**Entries shown:**
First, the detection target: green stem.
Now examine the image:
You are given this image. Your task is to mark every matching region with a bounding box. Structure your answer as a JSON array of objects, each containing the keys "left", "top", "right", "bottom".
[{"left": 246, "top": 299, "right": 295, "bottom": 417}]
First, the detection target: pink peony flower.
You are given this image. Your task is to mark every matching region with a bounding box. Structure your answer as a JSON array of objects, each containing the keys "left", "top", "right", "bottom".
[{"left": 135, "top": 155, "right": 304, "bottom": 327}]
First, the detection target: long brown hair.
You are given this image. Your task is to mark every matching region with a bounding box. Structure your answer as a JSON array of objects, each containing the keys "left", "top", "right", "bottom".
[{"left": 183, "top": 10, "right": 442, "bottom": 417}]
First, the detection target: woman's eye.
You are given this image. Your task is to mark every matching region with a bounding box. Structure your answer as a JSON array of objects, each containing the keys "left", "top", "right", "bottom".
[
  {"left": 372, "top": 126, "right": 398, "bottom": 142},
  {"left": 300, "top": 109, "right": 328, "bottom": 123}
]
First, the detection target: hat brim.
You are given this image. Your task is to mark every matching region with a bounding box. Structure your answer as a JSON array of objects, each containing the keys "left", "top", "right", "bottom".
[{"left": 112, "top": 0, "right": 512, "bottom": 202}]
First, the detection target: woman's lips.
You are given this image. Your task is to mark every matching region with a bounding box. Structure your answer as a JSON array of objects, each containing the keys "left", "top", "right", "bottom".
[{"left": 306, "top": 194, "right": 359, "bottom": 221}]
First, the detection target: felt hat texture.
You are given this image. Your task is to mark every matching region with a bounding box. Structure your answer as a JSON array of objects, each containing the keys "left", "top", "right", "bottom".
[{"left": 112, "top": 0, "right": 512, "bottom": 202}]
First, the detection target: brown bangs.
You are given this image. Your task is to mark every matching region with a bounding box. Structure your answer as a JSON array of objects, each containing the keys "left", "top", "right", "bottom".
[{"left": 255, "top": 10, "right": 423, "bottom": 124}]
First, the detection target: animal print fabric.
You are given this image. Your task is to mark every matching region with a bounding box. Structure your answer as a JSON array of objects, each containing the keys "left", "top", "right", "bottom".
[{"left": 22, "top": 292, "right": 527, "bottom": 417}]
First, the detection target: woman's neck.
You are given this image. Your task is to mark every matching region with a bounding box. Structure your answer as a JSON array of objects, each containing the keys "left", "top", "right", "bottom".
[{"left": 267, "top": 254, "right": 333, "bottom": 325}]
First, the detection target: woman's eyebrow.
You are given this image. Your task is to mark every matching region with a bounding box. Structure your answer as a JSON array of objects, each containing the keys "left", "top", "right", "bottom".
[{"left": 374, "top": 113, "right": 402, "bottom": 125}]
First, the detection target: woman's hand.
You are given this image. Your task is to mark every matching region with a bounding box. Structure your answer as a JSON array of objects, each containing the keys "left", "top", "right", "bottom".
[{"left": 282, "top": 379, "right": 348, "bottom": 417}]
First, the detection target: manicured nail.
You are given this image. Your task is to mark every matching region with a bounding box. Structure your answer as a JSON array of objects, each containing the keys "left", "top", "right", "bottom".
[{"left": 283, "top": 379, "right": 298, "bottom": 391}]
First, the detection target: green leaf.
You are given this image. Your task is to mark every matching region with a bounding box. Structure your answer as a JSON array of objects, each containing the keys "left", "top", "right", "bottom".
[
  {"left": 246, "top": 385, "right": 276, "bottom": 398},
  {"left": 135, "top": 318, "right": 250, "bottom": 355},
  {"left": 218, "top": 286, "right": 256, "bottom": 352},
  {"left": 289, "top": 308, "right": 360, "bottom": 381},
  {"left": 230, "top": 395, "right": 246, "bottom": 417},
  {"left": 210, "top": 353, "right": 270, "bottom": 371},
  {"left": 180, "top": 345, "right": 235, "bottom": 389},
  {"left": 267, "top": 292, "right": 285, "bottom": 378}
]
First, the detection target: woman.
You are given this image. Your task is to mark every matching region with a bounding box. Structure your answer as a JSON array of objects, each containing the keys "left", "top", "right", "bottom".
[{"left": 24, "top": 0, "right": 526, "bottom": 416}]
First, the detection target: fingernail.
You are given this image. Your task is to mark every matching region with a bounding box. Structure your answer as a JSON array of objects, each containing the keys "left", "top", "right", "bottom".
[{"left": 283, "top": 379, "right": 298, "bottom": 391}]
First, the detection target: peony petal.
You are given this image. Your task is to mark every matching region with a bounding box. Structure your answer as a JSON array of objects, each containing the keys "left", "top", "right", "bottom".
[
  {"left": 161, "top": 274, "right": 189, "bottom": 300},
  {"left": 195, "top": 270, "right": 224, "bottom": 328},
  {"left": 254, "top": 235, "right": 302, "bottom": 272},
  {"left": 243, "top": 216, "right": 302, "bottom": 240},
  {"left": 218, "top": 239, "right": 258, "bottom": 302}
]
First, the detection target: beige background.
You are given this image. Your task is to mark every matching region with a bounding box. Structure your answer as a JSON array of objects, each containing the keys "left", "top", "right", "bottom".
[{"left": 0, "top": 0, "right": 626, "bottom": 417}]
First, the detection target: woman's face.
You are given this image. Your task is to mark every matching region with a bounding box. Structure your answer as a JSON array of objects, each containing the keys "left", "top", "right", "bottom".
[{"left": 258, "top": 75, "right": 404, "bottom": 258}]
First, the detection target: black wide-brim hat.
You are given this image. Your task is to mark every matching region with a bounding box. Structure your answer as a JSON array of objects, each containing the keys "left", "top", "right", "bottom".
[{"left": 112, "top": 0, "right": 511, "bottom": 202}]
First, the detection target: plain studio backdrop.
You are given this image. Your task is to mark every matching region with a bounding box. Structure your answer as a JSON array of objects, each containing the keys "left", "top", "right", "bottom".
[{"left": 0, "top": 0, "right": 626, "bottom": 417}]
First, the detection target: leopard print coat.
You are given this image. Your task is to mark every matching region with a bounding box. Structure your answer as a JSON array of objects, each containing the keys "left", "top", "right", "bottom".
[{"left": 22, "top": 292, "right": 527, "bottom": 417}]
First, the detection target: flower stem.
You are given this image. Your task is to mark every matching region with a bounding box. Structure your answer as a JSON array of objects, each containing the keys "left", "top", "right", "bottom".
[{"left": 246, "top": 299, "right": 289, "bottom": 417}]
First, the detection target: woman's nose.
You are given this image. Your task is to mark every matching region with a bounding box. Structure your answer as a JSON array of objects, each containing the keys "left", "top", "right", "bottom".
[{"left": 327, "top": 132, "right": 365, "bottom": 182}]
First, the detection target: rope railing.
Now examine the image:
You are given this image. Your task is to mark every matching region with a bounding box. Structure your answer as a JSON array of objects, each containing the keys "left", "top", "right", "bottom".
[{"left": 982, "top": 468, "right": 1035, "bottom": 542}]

**Task:**
Restate all of the entries exactly, please.

**Solved exercise:**
First, the detection target: green stem.
Now examine the image:
You are given this image. Your task is to mark every matching region with a bounding box. Structure your answer as a JSON array of objects, each containing the keys "left", "top", "right", "bottom".
[{"left": 246, "top": 299, "right": 295, "bottom": 417}]
First, the detection target: pink peony flower.
You are given this image. Your task is to mark every matching region with a bounding box. Structure your answer as a JSON array of objects, each containing the keys "left", "top", "right", "bottom".
[{"left": 135, "top": 155, "right": 304, "bottom": 327}]
First, the detection target: long brown hair.
You are given this image. Your task is to mark every matching region with a bounding box. Structure your answer as a JSON array of objects, each containing the keys "left", "top", "right", "bottom".
[{"left": 183, "top": 10, "right": 442, "bottom": 417}]
First, the detection target: woman's eye.
You are given this image. Your task is to mark every matching region with a bounding box. Structure your answer as a JSON array of objects, each containing the keys "left", "top", "right", "bottom".
[
  {"left": 372, "top": 126, "right": 398, "bottom": 142},
  {"left": 300, "top": 109, "right": 328, "bottom": 123}
]
First, the detection target: hat brim.
You are given this image. Your task is to mark every matching region with a bounding box. Structure your answer as a JSON array of objects, each containing the keys "left", "top", "right", "bottom".
[{"left": 112, "top": 0, "right": 512, "bottom": 202}]
First, the detection target: woman's lips.
You are given this image. Your task is to mark every matching region with a bounding box. Structure your answer as a JSON array of objects, each containing the keys "left", "top", "right", "bottom".
[{"left": 306, "top": 194, "right": 359, "bottom": 221}]
First, the detection target: felt hat texture.
You are given this image. Your task is to mark every matching region with a bounding box. Structure your answer as a JSON array of objects, each containing the keys "left", "top", "right", "bottom".
[{"left": 112, "top": 0, "right": 512, "bottom": 202}]
First, the detection target: brown bangs.
You are given this image. Your task is to mark every matching region with a bounding box. Structure your answer as a JSON array of objects, each containing the keys "left", "top", "right", "bottom".
[{"left": 255, "top": 10, "right": 423, "bottom": 124}]
First, the detection target: animal print fabric.
You are given this image. Your task is to mark every matching region with a bounding box. Structure your answer as a JSON array of objects, each containing the keys "left", "top", "right", "bottom".
[{"left": 22, "top": 292, "right": 527, "bottom": 417}]
First, the detection target: woman's neck.
You are given this image. Your task is to mark every matching region with a bounding box. Structure your answer as a JSON array of objects, each containing the keys "left", "top", "right", "bottom".
[{"left": 267, "top": 254, "right": 333, "bottom": 325}]
First, the detection target: woman's eyebrow.
You are given this image. Your task is to mark every matching region with a bounding box. Structure your answer as a JSON array of objects, each containing the keys "left", "top", "right", "bottom".
[{"left": 374, "top": 113, "right": 402, "bottom": 125}]
First, the detection target: woman's hand.
You are given this image. Your task is to mark every matching region with a bounding box. Structure your answer as a JSON array of objects, each containing the keys "left", "top", "right", "bottom".
[{"left": 282, "top": 379, "right": 348, "bottom": 417}]
First, the detection target: manicured nail.
You are given this image. Your task is to mark every matching region with a bounding box. Structure your answer as a JSON array of objects, each containing the keys "left", "top", "right", "bottom".
[{"left": 283, "top": 379, "right": 298, "bottom": 391}]
First, the detection target: green leaf.
You are given this image. Your task is to mark every matching region with a bounding box. Structure your answer as a JSON array of objects, each containing the keys "left", "top", "right", "bottom".
[
  {"left": 246, "top": 385, "right": 276, "bottom": 398},
  {"left": 135, "top": 318, "right": 250, "bottom": 355},
  {"left": 218, "top": 286, "right": 256, "bottom": 352},
  {"left": 289, "top": 308, "right": 360, "bottom": 381},
  {"left": 230, "top": 395, "right": 246, "bottom": 417},
  {"left": 210, "top": 353, "right": 270, "bottom": 371},
  {"left": 180, "top": 345, "right": 235, "bottom": 389},
  {"left": 267, "top": 292, "right": 285, "bottom": 378}
]
First, the detection target: woman.
You are given this image. Your task is to mark every matching region with a bounding box. Structure your answer as a JSON array of objects, each containing the keys "left", "top", "right", "bottom".
[{"left": 24, "top": 0, "right": 526, "bottom": 416}]
First, the detection target: fingernail.
You are given this image. Your task is to mark every matching region with a bounding box. Structure your answer as a JSON array of objects, each containing the keys "left", "top", "right", "bottom".
[{"left": 283, "top": 379, "right": 298, "bottom": 391}]
First, the detection target: peony petal.
You are given this image. Your task is to mark every matching region with a bounding box. Structure your answer as a JSON array of objects, each containing the keys "left", "top", "right", "bottom".
[
  {"left": 161, "top": 274, "right": 189, "bottom": 300},
  {"left": 195, "top": 270, "right": 224, "bottom": 328},
  {"left": 254, "top": 235, "right": 302, "bottom": 272},
  {"left": 243, "top": 216, "right": 302, "bottom": 240},
  {"left": 218, "top": 239, "right": 258, "bottom": 302}
]
First, the detection target: beige background.
You are given this image. Your task is to mark every matching region with a bounding box. Structure your answer as a JSON array of objects, each containing the keys "left", "top", "right", "bottom".
[{"left": 0, "top": 0, "right": 626, "bottom": 417}]
First, the detection target: woman's face.
You are given this image. Your task is to mark every matching region with a bounding box. Structure your answer as a JSON array of objects, each containing the keys "left", "top", "right", "bottom".
[{"left": 258, "top": 75, "right": 404, "bottom": 258}]
First, the detection target: black wide-brim hat.
You are given this image. Your task is to mark every matching region with a bounding box. Structure your answer as a JSON array of objects, each containing the keys "left", "top", "right", "bottom".
[{"left": 112, "top": 0, "right": 511, "bottom": 202}]
First, the detection target: plain studio backdrop.
You are given this image. Your task is to mark every matching region with a bounding box. Structure your answer as a JSON array of objects, each containing the keys "left", "top", "right", "bottom".
[{"left": 0, "top": 0, "right": 626, "bottom": 417}]
First, the detection target: leopard print coat.
You are given this image. Your task is to mark every matching region with a bounding box. Structure your answer as a JSON array of objects, each containing the keys "left", "top", "right", "bottom".
[{"left": 22, "top": 292, "right": 527, "bottom": 417}]
First, the detection target: flower stem.
You are given this image. Your task is to mark every matching region with a bounding box. Structure your answer as a JSON array of objects, each containing the keys "left", "top", "right", "bottom".
[{"left": 246, "top": 299, "right": 289, "bottom": 417}]
First, the detection target: woman's nose.
You are given this image. Your task is to mark every matching region with a bounding box. Structure your answer as a JSON array of objects, each containing the keys "left", "top", "right", "bottom".
[{"left": 327, "top": 132, "right": 365, "bottom": 182}]
First, the detection target: rope railing.
Now examine the image:
You are given this image. Your task is to mark every matching region with a bounding box. Structure your answer as a JSON array of objects, each containing the keys "left", "top", "right", "bottom".
[{"left": 982, "top": 468, "right": 1035, "bottom": 542}]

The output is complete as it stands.